# MATERIALS PROVIDED:
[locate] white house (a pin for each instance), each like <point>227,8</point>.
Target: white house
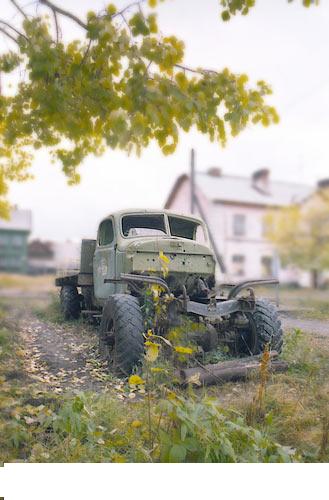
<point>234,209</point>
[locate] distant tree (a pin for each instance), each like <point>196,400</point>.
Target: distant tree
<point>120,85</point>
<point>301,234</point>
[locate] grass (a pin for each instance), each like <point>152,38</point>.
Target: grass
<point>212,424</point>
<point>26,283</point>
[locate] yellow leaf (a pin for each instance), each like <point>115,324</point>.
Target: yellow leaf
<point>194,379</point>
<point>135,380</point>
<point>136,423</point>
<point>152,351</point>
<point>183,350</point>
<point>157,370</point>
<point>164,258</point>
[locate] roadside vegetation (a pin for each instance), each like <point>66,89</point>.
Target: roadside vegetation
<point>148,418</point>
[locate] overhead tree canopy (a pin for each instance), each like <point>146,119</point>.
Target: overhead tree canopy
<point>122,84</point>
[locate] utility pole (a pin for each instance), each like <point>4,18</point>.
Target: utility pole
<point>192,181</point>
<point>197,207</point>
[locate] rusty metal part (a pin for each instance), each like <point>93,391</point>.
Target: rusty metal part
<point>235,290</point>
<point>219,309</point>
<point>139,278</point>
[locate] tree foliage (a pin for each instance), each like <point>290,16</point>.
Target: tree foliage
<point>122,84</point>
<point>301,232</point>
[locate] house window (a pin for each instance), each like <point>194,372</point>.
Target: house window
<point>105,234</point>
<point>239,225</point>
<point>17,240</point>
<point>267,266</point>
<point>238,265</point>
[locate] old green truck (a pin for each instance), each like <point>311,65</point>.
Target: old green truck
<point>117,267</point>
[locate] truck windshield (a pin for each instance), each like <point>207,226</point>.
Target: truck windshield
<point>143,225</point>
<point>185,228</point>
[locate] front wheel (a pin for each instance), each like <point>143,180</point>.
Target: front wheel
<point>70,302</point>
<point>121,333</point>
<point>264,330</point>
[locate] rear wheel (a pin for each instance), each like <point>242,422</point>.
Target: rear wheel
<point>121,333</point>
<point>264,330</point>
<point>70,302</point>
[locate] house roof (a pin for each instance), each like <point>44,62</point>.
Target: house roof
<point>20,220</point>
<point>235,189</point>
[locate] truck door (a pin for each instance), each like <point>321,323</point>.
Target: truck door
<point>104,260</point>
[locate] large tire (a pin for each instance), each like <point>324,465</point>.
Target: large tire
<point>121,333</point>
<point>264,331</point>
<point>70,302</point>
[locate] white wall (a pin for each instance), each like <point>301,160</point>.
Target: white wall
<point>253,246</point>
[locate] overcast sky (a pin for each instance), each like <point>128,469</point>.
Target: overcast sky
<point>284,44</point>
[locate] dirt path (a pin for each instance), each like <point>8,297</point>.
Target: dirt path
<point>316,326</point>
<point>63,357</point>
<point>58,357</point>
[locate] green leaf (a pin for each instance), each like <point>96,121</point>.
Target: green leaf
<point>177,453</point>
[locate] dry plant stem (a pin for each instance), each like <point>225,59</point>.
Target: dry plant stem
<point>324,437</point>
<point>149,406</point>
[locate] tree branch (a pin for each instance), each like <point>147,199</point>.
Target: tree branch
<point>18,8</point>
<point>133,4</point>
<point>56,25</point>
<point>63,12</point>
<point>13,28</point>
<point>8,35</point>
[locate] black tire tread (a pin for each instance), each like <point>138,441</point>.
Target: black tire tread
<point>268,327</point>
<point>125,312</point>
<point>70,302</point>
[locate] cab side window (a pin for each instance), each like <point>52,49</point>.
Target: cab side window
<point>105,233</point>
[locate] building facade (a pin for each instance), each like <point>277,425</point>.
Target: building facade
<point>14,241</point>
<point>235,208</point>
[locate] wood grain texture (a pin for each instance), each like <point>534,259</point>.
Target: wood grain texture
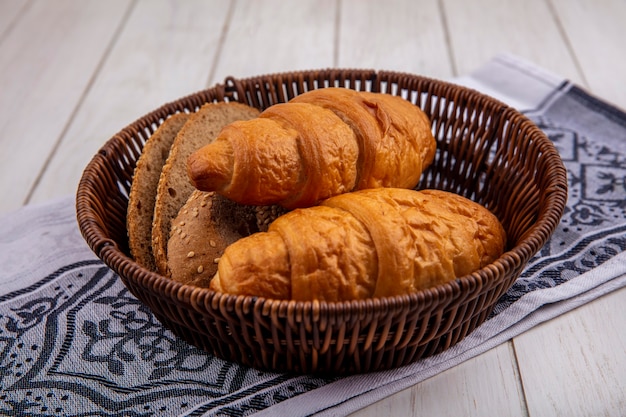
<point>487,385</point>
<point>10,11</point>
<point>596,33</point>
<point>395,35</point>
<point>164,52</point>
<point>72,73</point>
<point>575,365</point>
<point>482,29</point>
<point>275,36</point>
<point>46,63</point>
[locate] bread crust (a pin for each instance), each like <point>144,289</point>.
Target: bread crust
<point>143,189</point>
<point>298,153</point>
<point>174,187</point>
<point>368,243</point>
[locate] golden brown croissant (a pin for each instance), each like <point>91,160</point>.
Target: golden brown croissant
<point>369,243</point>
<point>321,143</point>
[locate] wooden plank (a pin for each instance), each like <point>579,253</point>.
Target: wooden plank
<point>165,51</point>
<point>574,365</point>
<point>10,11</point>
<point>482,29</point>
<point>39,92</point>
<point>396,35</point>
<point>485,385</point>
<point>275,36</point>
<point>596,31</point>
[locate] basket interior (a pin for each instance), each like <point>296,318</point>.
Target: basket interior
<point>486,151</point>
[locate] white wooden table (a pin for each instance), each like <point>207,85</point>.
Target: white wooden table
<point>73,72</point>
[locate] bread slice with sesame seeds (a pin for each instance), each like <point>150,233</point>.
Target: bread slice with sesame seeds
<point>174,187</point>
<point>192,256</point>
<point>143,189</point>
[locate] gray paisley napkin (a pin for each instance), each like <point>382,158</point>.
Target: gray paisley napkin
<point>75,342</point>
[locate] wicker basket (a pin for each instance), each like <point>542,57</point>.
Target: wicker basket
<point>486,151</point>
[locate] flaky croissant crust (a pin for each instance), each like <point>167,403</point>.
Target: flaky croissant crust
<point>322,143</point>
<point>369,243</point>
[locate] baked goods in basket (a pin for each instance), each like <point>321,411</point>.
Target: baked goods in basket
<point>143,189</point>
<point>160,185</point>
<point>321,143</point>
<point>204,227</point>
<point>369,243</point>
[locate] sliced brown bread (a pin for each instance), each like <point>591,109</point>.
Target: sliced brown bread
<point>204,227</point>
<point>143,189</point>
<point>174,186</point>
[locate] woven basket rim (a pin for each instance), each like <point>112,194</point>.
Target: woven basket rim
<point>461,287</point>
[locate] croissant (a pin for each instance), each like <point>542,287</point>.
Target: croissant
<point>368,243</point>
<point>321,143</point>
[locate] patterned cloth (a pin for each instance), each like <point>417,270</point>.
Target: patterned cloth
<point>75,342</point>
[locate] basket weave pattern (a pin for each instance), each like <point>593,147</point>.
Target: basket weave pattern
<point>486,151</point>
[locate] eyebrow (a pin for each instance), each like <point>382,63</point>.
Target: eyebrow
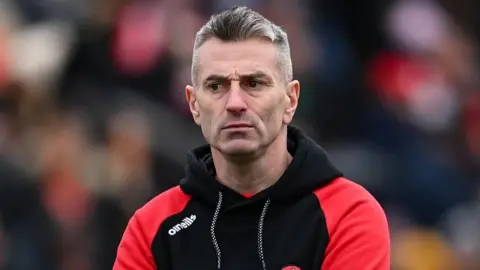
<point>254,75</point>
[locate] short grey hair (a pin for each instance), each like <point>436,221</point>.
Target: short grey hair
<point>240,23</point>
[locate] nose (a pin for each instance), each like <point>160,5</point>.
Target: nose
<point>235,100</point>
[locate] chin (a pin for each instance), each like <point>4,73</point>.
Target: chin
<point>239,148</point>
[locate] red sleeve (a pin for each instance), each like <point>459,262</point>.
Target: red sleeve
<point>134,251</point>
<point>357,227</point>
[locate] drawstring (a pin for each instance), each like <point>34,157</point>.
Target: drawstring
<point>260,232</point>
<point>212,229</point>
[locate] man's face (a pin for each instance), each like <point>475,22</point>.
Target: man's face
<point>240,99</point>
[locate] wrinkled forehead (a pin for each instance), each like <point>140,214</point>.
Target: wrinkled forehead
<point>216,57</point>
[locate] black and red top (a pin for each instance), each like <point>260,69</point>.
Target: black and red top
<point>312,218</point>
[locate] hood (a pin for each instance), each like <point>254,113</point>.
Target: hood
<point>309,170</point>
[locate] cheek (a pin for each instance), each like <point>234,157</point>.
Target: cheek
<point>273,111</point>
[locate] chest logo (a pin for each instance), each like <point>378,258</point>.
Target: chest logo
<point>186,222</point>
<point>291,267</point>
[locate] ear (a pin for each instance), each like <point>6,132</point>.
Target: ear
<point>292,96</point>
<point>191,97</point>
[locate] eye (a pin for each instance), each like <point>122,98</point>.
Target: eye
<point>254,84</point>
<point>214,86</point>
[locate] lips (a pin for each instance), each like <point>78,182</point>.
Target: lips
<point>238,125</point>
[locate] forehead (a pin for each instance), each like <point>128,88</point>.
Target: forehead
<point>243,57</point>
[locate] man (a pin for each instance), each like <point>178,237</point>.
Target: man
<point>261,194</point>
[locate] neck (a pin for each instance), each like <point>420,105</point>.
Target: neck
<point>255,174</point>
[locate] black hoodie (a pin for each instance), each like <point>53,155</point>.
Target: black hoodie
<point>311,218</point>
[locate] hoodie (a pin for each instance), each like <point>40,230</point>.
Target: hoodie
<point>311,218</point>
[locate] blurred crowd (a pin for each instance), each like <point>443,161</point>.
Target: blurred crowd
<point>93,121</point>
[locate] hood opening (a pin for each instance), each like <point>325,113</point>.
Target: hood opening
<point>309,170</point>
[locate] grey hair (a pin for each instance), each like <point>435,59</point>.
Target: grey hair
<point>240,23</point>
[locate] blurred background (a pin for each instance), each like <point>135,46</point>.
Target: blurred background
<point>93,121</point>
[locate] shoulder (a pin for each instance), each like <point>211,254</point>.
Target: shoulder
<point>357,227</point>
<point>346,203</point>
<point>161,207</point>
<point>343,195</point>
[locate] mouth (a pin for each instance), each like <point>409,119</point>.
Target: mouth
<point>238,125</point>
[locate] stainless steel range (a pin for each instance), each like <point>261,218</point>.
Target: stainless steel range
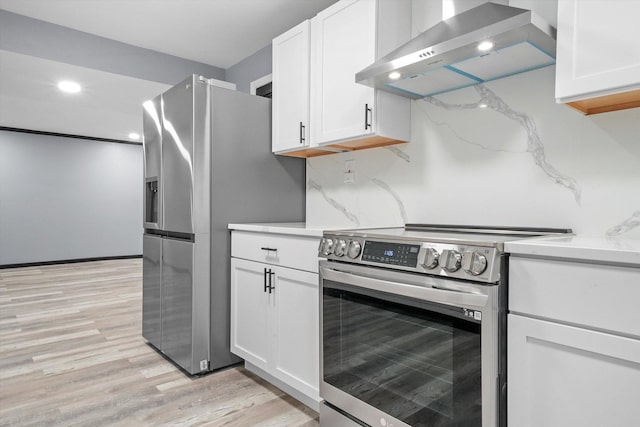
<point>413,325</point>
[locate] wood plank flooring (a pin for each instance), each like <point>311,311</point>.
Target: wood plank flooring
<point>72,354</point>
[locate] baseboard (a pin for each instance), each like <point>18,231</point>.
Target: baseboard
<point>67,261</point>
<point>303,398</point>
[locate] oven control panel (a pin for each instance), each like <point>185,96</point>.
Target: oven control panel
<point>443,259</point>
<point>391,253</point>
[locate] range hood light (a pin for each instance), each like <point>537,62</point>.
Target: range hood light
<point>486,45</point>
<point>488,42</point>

# WORK INSTRUCTIONS:
Please give again the entries word for word, starting at the first line and ending with the line that contains "[locate] old green"; include both of those lines but none of the pictures.

# SOLUTION:
[locate] white house (a pin for each instance), each like <point>227,8</point>.
Target: white house
<point>234,209</point>
[locate] distant tree (a pin for each instance), each like <point>196,400</point>.
Target: distant tree
<point>120,85</point>
<point>301,234</point>
[locate] grass (a pin for each instance), each like <point>152,38</point>.
Target: grass
<point>212,424</point>
<point>26,283</point>
[locate] yellow leaf (a pin for each instance), each like <point>115,324</point>.
Target: yellow leaf
<point>194,379</point>
<point>135,380</point>
<point>136,423</point>
<point>152,351</point>
<point>183,350</point>
<point>157,370</point>
<point>164,258</point>
[locate] roadside vegetation (a pin for each instance), each like <point>66,89</point>.
Target: roadside vegetation
<point>148,418</point>
[locate] overhead tree canopy (a pin for each instance), each like <point>146,119</point>.
Target: overhead tree canopy
<point>122,84</point>
[locate] utility pole (a pin for each instance), each like <point>4,18</point>.
Target: utility pole
<point>192,181</point>
<point>197,207</point>
[locate] rusty metal part (a pin for each instance), each like <point>93,391</point>.
Target: rusty metal part
<point>235,290</point>
<point>219,309</point>
<point>139,278</point>
[locate] tree foliage (a pin for each instance), each like <point>290,16</point>.
Target: tree foliage
<point>122,84</point>
<point>301,232</point>
[locate] house window (a pin for each instance), each like <point>194,372</point>.
Target: house window
<point>105,234</point>
<point>239,225</point>
<point>17,240</point>
<point>267,266</point>
<point>238,265</point>
[locate] old green truck (a pin for each instance), each like <point>311,65</point>.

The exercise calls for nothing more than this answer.